→ **TASK BRIEF**: Please locate each line in the listing below that contains the string "evenodd" and copy those lines out in full. Case counts when matching.

→ **TASK INPUT**:
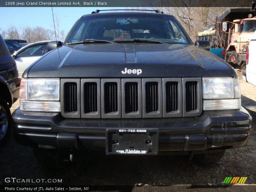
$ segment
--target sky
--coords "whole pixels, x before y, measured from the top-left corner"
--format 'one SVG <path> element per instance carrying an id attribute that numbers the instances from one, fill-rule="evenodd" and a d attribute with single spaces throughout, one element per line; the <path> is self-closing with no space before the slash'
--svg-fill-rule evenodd
<path id="1" fill-rule="evenodd" d="M 82 15 L 96 9 L 117 9 L 125 7 L 53 7 L 53 13 L 59 15 L 60 28 L 67 33 Z M 53 28 L 52 7 L 0 7 L 0 28 L 7 29 L 10 25 L 18 28 L 23 26 L 40 26 Z"/>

→ **THE OUTPUT**:
--format 'one SVG <path> element per instance carrying an id attribute that numbers the instances from one, fill-rule="evenodd" and a d attribute with single spaces throughout, one element per line; the <path> is self-closing with no space before the slash'
--svg-fill-rule evenodd
<path id="1" fill-rule="evenodd" d="M 82 15 L 96 9 L 117 9 L 125 7 L 53 7 L 53 13 L 59 15 L 60 28 L 67 33 Z M 53 28 L 52 7 L 0 7 L 0 28 L 7 29 L 10 25 L 18 28 L 23 26 L 40 26 Z"/>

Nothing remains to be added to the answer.